• _SELECTED TEXT_
————————

Show Up!
In grade 4, a soccer ball flew across the playground and landed square on my face. It stunned and embarrassed me. For the rest of the day, I could feel all the little circles from the soccer ball all over my face. I assumed everyone else could see it too. Both my face and my pride were stinging.
In Grade 8, it was a lacrosse ball. Again, square in my face. Again, I was stunned and embarrassed.
These two incidents are really indicative of my overall relationship with exercise and sports. Over the years, this very negative theme continued and it contributed to my overall confidence. Embarrassment was a running theme in my fitness life.
Recently, I made the very emotional decision to leave the gym community I had been entrenched in for the better part of 8 years. It was very difficult as so much of my identity was tied up in that environment. Once I left, I really struggled with who I really was and where I was supposed to be. Did I matter outside of that gym? Had I even mattered when I was there? Did I make the right decision? Will I ever be successful?
When I entered the doors of Blended Athletics, I was full of all of those questions and so much emotion. My head was spinning with "what ifs" and the embarrassments of past experiences. I tried to stay focused, but my first thought as I walked through the door was that I was sure I would not belong.
Slowly and quietly, I attended Loft classes with Darryl, whose presence gave me such calm at a time when I was feeling severe anxiety about the changes I had made.
When I finally did my first On Ramp, it was with Danielle. In my attempt at easing my nerves, I tried to crack some jokes. One of them didn't fly with Danielle and she eventually let me know. I told her "fat girls like me do not do handstands." When she called me out, it wasn't about her needing to prove me wrong or to embarrass me. It was about her needing me to know I didn't need to beat myself up anymore. I didn't need to feel bad anymore, for who I was. I was accepted, regardless of what I looked like.
And, it was in that moment that something shifted for me.
In Ground Zero, Cody, Danielle, Nicole and Chelsea patiently guided me through the workouts. I was slow, my form was mediocre and I had no idea what weights to choose. It was a struggle.
It was humbling.
But, I kept showing up.
And kept showing up.
And kept showing up.
Now I keep showing up for myself because the thing that shifted in that moment with Danielle during my On Ramp was my mindset. I realized that I am in control of my confidence, my experiences and my fitness life. I am in control of the path I take to health and wellness. I am in control of my pursuit of excellence.
I still have doubts and struggle with my confidence. I still am trying to find my fitness identity. But I feel I have found my place and my people.
I feel safe.
And relevant.
And accepted.
This is all I have ever been looking for.
I am still waiting for another ball to sail from the sky and into my face because I believe the universe is likely looking for a hat trick. But this time, I'll be ready for it.

————————

• _ENTRIES SUPPLIED_

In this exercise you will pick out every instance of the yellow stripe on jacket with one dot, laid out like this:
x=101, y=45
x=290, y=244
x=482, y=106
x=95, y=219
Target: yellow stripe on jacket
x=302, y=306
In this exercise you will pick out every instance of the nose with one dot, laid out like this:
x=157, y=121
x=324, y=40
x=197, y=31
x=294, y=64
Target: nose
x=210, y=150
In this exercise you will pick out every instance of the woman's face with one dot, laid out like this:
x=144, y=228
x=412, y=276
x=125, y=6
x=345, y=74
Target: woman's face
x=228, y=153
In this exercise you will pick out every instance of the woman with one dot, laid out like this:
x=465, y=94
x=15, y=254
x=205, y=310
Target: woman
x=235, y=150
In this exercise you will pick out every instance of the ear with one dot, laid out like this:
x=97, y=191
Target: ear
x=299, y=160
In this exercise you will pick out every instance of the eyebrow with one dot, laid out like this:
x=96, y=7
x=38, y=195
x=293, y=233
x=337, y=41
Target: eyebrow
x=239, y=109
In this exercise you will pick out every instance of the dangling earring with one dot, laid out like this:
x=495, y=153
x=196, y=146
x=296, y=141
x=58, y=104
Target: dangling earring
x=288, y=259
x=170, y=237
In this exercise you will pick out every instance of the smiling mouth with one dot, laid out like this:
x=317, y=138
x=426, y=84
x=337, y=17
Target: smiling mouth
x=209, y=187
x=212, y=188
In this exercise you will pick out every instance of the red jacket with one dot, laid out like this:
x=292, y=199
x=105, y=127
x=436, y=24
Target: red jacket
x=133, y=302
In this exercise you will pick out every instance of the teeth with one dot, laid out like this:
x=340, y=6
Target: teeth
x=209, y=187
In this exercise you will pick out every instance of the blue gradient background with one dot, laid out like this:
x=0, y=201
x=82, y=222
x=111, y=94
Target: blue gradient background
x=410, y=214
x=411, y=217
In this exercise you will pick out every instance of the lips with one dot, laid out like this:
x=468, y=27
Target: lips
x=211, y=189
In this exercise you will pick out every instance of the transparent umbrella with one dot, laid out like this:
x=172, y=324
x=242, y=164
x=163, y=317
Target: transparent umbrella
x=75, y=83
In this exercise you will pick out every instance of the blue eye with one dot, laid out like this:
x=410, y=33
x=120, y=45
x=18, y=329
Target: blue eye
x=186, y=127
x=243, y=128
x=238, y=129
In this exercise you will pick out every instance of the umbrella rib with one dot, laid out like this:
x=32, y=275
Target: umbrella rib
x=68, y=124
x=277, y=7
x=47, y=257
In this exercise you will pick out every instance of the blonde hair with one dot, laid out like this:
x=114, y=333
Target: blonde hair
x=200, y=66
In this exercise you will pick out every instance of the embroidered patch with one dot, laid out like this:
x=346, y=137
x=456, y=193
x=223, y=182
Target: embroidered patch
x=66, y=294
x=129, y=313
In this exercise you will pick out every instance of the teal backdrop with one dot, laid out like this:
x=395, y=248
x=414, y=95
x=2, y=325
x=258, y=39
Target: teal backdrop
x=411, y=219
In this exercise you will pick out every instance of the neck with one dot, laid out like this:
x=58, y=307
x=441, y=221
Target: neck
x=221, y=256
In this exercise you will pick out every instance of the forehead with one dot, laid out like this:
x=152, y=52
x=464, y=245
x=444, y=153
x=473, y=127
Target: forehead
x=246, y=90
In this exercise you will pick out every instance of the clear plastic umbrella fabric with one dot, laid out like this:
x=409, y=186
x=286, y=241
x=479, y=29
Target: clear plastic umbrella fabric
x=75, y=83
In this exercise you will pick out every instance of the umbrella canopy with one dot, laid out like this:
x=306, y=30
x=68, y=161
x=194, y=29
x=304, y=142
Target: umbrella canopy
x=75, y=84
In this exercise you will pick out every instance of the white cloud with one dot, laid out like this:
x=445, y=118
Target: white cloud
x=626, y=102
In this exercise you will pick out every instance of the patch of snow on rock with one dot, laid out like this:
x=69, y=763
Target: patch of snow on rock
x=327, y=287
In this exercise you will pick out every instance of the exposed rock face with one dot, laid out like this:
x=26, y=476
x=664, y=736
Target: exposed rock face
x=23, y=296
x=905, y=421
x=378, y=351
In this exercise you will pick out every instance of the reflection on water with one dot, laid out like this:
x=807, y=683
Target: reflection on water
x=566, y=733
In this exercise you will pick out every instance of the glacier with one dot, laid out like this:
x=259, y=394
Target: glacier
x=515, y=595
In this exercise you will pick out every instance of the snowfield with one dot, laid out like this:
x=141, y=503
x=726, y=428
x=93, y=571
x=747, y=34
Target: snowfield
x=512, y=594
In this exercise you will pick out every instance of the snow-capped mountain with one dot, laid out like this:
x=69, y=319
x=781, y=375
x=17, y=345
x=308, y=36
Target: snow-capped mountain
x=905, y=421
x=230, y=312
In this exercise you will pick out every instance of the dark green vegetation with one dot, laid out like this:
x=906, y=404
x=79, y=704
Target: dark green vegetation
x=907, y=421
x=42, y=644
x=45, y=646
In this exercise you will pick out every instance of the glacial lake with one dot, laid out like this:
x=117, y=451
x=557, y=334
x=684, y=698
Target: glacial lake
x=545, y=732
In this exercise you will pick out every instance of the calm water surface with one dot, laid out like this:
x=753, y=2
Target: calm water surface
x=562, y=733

————————

• _TO DO_
1. Answer these questions using the essay about showing up:
(a) What kind of ball struck the writer in the face in Grade 8?
(b) Whose Loft classes did the writer attend after arriving at Blended Athletics?
(c) For about how long had the writer been part of the gym community they left?
2. From the essay about showing up, extract the passage that begins at the words "These two incidents" and stops after "ever be successful?".
The records have no connection to the essay.

• _ANSWERS BELOW_
1.
(a) A lacrosse ball.
(b) Darryl's.
(c) For the better part of 8 years.

2.
These two incidents are really indicative of my overall relationship with exercise and sports. Over the years, this very negative theme continued and it contributed to my overall confidence. Embarrassment was a running theme in my fitness life.
Recently, I made the very emotional decision to leave the gym community I had been entrenched in for the better part of 8 years. It was very difficult as so much of my identity was tied up in that environment. Once I left, I really struggled with who I really was and where I was supposed to be. Did I matter outside of that gym? Had I even mattered when I was there? Did I make the right decision? Will I ever be successful?